### DATA TO USE:

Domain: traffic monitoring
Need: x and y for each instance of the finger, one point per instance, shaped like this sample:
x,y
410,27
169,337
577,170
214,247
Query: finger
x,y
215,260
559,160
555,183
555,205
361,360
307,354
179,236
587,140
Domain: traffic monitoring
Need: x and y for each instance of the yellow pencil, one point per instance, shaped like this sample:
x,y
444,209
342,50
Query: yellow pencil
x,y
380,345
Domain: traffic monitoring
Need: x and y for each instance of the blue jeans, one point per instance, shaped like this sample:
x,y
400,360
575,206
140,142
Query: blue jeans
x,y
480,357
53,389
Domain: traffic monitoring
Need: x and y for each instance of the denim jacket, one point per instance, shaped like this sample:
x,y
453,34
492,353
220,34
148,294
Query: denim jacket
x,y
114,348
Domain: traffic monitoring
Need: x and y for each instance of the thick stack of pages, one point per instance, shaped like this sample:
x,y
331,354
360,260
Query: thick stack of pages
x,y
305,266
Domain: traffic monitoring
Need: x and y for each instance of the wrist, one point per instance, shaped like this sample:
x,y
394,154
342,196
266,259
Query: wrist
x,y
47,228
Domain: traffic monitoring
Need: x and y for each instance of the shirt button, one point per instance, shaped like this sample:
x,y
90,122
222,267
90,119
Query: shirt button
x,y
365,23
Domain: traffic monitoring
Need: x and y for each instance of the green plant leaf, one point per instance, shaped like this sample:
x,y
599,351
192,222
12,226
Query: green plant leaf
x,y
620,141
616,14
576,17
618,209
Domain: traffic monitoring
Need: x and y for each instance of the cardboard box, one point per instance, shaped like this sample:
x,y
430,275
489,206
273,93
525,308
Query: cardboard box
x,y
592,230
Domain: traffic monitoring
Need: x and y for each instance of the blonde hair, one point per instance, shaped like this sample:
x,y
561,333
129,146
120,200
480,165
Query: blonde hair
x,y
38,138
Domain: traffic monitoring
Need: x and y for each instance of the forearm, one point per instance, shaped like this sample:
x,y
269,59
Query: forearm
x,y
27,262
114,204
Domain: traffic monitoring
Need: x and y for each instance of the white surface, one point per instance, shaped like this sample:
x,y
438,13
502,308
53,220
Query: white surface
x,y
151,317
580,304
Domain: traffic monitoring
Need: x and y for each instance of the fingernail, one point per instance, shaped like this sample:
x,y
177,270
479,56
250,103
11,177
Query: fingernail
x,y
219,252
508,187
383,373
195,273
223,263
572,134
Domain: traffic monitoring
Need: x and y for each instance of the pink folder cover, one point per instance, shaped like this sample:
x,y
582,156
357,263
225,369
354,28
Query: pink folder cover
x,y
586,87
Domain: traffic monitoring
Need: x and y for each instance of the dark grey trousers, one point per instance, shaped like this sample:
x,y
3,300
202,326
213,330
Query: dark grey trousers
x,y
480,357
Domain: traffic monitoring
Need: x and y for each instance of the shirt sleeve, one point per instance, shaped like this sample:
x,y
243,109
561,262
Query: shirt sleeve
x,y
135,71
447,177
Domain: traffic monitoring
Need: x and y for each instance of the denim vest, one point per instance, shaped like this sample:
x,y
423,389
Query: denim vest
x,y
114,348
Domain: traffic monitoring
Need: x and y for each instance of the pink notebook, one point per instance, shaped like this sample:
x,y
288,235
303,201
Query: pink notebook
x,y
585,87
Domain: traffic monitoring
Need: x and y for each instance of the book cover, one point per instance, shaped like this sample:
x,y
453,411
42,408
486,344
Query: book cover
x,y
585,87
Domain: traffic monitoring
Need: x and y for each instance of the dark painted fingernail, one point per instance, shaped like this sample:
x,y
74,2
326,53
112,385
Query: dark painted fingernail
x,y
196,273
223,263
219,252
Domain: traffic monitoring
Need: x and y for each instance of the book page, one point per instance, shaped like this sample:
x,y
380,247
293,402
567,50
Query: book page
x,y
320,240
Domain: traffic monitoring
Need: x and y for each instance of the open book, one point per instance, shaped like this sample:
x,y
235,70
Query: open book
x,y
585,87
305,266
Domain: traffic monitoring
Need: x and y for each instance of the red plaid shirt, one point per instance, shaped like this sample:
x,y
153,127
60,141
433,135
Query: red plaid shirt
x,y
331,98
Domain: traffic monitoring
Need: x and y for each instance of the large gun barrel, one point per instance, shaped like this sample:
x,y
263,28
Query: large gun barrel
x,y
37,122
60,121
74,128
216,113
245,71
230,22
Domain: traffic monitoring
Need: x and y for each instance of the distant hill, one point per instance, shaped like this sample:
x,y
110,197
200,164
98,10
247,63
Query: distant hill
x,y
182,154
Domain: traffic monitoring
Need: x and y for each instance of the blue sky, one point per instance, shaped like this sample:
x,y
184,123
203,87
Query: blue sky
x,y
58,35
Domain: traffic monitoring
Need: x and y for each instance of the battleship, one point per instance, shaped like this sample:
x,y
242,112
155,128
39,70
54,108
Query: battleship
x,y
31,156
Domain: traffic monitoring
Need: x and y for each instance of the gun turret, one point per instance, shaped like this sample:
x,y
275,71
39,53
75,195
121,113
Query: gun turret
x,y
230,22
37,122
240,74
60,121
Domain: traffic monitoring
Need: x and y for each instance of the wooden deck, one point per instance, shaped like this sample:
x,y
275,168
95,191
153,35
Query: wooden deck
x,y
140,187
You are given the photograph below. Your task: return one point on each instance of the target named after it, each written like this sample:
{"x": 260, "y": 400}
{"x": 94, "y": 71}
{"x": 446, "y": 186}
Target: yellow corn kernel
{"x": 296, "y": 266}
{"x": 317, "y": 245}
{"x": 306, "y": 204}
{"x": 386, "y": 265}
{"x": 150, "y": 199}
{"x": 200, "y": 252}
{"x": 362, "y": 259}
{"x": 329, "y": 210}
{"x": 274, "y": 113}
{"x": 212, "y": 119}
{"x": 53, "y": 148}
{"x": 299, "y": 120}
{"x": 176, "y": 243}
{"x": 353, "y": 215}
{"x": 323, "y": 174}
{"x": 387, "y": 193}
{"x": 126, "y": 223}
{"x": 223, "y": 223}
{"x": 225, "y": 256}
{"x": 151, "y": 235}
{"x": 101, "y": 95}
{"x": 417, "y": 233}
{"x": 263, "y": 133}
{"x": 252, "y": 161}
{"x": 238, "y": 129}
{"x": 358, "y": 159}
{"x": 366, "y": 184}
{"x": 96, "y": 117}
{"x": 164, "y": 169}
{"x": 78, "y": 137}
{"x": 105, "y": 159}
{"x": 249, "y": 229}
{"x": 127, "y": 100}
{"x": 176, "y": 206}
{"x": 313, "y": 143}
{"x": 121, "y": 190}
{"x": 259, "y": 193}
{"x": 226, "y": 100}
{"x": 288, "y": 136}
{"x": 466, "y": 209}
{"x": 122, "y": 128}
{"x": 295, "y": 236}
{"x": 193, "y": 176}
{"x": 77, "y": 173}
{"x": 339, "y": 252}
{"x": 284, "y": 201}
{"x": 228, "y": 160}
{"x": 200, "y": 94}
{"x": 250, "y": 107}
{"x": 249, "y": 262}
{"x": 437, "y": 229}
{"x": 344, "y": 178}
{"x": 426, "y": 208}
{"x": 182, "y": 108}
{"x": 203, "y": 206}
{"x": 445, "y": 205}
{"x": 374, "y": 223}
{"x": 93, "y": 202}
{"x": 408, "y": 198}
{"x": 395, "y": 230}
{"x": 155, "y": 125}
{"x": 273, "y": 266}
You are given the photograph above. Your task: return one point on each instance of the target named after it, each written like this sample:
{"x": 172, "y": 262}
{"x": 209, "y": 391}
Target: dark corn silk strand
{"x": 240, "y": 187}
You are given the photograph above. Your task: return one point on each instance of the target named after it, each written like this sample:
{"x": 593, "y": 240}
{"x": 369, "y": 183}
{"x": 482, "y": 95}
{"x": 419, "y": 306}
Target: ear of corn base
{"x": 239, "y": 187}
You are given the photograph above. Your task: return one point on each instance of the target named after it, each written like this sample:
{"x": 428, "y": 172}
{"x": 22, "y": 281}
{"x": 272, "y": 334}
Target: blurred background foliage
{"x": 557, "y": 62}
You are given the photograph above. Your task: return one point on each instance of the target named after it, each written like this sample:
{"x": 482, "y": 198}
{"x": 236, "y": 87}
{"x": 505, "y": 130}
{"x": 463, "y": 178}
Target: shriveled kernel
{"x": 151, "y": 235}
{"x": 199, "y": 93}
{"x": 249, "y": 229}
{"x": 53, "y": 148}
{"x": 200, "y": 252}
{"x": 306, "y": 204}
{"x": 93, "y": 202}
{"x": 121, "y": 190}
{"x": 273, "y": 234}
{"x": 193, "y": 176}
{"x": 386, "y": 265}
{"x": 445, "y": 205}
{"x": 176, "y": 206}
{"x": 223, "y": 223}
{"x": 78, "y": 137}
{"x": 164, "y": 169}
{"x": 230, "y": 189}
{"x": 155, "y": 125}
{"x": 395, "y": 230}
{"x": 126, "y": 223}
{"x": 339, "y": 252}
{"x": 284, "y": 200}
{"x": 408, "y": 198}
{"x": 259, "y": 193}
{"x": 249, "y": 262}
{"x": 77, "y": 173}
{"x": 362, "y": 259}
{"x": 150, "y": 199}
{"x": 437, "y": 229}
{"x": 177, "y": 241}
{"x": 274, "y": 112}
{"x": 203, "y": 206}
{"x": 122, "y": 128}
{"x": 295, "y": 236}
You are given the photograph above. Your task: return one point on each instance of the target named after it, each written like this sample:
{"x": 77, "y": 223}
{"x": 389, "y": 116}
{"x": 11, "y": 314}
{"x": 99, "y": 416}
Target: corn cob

### YOUR INSTRUCTIONS:
In the listing above, find the line containing "Need: x and y for each instance of the cardboard" and the line containing "Need: x and y for each instance of the white", then repeat those two lines and everything between them exactly.

### ANSWER FOR THIS EXERCISE:
Need: x and y for each instance of the cardboard box, one point per instance, shaped like this sample:
x,y
430,275
489,206
273,93
525,308
Query: cardboard box
x,y
592,230
Domain: traffic monitoring
Need: x and y for each instance of the blonde hair, one point per instance, shaped like this sample:
x,y
561,333
129,146
120,200
480,165
Query: blonde hair
x,y
38,138
Domain: traffic monitoring
Need: x and y for each instance of the forearm, one point per instance, shaped like this sample:
x,y
269,59
Query: forearm
x,y
27,262
114,204
Domain: traffic monitoring
Need: x and y for each instance of the white surface, one point per instance, shaped like this sample:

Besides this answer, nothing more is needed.